Tokyo Sexwale says the leadership should prepare for all eventualities.
Tokyo Sexwale says the leadership should prepare for all eventualities.
Image: ALAISTER RUSSELL

The ANC has to apply its collective mind today on how it will react if the December conference collapses.

So said ANC stalwart Tokyo Sexwale, who found it difficult to disagree with former finance minister Trevor Manuel who raised the likelihood of it collapsing.

Sexwale said the leaders were too divided and that was the view society also held.

"Anyone who thinks it will be easy is self-delusional. The levels of hostility within the ranks... we are a thoroughly divided ANC," said Sexwale.

"All leaders say we are divided. ANC leaders are characterised by common views. Currently the common view is the division."

He made the remarks on Friday after Manuel predicted that the conference could collapse while credentials were being adopted.

Manuel said there wasn't much of a contest between the slates in Mangaung in 2012 when President Jacob Zuma was re-elected.

He said taxpayers' money was used to buy branches in Mangaung and this led to the manipulation of numbers - since then the number of branches have ballooned.

Manuel commented as Finance Minister Malusi Gigaba, in a meeting with investors in New York, confirmed to the SABC that one of the questions investors needed assurance about was whether the ANC elective conference would take place.

He assured them that it would.

### Data extract
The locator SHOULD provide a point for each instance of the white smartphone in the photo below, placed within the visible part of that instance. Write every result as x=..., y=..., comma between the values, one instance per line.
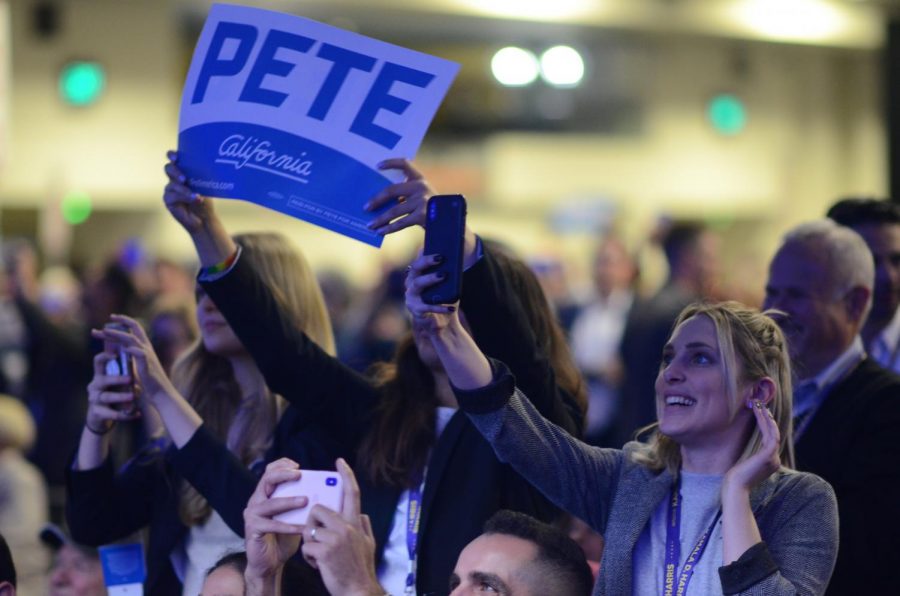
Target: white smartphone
x=321, y=487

### Exercise
Can you take the news report on Tokyo Sexwale's warning about the ANC conference further, starting after its final line? The listing has no connection to the news report on Tokyo Sexwale and the ANC conference.

### The answer
The ANC is being torn apart over who should succeed Zuma as president of the ANC.

The frontrunners are Deputy President Cyril Ramaphosa and Nkosazana Dlamini-Zuma.

ANC branches have nominated the two for the position of president, but it is the provincial general councils at the end of the month that will give an indication of who is likely to win.

Some branch meetings were marred by violence when members disagreed about who to choose.

Sexwale said the issue required that the ANC leadership prepare for all eventualities or "posterity will pass the most vitriolic judgement on us". "We all have a view that we are divided, but we are still going ahead [with conference] without a plan.

"One of the critical things for the ANC leadership to consider is that we may leave the conference with an interim structure of people who are not interested in standing for any position.

"I count myself among such people. However, my wish is that this does not happen and we leave the conference with an outcome," he added.